--- Información proporcionada ---

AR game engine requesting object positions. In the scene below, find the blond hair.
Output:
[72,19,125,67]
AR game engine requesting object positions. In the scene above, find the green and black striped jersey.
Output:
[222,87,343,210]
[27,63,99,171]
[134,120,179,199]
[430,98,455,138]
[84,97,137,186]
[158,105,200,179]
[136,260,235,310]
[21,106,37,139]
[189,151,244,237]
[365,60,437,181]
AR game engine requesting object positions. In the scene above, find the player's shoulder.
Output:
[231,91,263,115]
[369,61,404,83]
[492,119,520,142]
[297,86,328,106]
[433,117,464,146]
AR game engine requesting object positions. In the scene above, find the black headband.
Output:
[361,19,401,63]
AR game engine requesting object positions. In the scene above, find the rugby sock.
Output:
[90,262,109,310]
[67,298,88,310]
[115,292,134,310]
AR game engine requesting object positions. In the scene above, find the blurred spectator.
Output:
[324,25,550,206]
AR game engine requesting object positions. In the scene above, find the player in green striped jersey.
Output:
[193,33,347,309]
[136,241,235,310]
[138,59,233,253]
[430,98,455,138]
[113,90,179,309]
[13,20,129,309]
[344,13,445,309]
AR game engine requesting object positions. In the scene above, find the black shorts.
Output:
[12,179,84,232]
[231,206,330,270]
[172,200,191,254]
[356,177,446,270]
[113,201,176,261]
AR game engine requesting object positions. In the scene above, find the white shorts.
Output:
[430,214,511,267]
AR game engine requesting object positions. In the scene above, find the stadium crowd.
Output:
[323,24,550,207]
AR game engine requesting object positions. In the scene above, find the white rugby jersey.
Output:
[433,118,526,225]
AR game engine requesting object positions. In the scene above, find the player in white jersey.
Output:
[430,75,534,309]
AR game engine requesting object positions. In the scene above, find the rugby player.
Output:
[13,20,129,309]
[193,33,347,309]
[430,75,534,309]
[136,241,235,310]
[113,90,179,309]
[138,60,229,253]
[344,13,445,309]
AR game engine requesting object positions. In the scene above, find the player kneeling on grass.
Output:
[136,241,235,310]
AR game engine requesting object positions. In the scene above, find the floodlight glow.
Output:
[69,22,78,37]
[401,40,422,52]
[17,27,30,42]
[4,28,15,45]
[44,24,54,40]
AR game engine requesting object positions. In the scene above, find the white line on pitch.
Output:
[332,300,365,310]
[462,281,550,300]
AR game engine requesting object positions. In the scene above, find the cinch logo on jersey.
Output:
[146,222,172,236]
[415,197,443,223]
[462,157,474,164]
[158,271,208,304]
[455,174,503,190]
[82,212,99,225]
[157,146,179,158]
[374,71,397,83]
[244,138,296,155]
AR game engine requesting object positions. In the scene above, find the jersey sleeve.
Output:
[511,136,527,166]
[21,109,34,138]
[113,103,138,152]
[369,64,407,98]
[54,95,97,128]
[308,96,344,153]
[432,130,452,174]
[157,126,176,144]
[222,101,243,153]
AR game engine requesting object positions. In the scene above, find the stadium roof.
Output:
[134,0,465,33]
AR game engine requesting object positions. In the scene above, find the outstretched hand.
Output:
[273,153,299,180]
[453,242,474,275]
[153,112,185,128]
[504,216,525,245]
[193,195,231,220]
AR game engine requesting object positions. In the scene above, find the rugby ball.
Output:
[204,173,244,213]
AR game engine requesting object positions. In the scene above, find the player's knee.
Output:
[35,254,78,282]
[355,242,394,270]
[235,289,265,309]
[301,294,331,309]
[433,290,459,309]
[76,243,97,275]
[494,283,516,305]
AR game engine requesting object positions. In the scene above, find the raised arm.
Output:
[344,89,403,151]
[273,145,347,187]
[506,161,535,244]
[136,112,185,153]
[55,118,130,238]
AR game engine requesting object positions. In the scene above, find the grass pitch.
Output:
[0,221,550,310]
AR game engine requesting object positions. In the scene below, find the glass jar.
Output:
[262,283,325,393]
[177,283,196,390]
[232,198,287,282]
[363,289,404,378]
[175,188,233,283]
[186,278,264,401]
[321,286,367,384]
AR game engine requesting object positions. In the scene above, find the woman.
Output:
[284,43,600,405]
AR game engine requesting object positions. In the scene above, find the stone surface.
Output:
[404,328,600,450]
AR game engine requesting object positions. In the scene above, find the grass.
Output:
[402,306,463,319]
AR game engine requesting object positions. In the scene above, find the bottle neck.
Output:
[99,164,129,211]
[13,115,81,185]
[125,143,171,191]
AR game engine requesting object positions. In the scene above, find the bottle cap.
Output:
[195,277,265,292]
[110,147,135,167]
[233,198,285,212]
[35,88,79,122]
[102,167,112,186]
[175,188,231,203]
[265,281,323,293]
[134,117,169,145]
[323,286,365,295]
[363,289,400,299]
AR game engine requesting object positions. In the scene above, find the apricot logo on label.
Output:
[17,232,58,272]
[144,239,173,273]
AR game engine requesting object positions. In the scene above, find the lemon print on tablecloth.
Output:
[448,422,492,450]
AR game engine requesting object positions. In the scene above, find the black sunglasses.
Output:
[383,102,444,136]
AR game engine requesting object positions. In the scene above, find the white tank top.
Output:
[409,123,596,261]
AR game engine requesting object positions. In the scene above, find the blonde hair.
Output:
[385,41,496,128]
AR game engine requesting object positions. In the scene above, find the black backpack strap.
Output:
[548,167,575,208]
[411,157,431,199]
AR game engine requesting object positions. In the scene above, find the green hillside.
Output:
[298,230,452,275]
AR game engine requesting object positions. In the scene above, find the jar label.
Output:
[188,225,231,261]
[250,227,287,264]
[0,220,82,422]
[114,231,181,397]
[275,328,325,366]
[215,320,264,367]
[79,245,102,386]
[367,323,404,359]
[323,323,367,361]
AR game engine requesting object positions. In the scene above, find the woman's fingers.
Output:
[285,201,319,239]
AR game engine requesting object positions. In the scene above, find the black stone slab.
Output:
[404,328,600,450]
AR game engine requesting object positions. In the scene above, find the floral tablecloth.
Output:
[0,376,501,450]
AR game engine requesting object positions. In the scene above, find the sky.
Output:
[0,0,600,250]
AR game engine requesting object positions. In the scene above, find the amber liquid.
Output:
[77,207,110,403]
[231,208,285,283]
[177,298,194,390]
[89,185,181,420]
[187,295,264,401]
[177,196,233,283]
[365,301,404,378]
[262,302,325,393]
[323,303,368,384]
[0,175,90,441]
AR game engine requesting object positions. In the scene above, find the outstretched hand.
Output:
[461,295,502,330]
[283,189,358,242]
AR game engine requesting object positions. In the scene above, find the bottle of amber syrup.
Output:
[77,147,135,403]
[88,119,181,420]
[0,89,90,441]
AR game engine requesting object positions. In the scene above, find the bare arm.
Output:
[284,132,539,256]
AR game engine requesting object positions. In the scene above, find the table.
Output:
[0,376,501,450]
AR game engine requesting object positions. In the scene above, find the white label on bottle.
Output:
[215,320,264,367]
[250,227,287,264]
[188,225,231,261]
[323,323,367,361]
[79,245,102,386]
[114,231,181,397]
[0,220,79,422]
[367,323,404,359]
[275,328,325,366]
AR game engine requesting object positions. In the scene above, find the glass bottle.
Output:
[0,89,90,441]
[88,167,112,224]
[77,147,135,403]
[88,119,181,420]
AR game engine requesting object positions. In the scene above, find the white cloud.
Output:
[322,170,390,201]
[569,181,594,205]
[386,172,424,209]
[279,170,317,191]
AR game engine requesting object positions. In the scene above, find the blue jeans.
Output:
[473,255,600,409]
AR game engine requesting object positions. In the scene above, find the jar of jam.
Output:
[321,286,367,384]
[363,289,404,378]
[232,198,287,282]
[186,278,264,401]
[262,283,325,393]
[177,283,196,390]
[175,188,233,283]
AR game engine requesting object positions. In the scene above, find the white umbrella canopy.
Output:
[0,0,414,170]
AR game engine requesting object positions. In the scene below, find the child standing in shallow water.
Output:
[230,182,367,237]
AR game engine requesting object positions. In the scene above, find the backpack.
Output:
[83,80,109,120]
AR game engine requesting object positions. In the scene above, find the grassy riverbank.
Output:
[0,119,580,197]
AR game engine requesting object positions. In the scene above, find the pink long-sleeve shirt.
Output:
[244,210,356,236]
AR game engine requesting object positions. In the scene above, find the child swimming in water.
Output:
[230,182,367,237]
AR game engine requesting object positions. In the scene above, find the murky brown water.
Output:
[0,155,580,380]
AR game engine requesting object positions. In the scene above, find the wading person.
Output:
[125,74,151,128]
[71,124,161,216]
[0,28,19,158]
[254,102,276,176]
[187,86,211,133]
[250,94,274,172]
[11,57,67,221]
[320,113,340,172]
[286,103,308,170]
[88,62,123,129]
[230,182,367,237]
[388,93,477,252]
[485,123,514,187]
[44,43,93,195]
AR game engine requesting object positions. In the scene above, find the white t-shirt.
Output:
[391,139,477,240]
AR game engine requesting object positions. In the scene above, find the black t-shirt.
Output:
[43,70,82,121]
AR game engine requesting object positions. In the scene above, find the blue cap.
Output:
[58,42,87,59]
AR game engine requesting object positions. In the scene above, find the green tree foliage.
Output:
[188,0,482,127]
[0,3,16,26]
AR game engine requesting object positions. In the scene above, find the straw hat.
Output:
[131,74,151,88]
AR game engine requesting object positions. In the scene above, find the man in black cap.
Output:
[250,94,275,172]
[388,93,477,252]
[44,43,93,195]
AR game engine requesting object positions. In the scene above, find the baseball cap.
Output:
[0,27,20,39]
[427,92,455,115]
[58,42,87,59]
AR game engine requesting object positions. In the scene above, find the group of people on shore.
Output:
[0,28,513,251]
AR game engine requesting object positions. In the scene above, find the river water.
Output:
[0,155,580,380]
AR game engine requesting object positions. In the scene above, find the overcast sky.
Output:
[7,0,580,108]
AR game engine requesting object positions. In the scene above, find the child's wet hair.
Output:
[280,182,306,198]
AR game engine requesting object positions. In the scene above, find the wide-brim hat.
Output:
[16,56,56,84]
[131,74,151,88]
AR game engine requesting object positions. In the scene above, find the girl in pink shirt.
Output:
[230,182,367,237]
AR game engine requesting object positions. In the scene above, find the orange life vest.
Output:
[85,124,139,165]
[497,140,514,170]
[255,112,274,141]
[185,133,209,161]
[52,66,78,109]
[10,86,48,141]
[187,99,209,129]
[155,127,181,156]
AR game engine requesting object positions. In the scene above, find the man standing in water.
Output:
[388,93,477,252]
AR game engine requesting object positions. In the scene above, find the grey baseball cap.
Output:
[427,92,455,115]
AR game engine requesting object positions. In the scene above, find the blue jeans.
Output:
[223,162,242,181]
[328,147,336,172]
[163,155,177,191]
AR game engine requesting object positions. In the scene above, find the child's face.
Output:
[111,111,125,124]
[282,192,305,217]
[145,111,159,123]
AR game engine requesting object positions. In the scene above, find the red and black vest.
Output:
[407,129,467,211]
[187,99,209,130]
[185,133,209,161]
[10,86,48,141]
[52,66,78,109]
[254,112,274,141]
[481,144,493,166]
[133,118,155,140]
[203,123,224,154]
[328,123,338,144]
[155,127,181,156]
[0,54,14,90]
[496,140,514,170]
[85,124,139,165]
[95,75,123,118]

---

Problema a resolver =
Reproduzca las líneas que comienzan en la que contiene "the wide-brim hat." y terminan en la que contiene "[163,155,177,191]", sustituyendo "life vest" por "flotation vest" y sin alterar nada más.

Respuesta =
AR game engine requesting object positions. In the scene above, find the wide-brim hat.
Output:
[16,56,56,84]
[131,74,151,88]
AR game engine requesting object positions. In the scene above, find the girl in pink shirt.
Output:
[230,182,367,237]
AR game engine requesting object positions. In the scene above, find the orange flotation vest.
Output:
[85,124,139,165]
[497,140,514,170]
[255,112,274,141]
[185,133,209,161]
[52,66,78,109]
[10,86,48,141]
[187,99,209,129]
[155,127,181,156]
AR game engine requesting object positions. In the scene above, find the man standing in water.
Output:
[388,93,477,252]
AR game engine requesting object positions. In the scene above, find the grey baseball cap.
Output:
[427,92,455,115]
AR game engine requesting object positions. In the scene above, find the blue jeans.
Output:
[223,162,242,181]
[328,147,336,172]
[163,155,177,191]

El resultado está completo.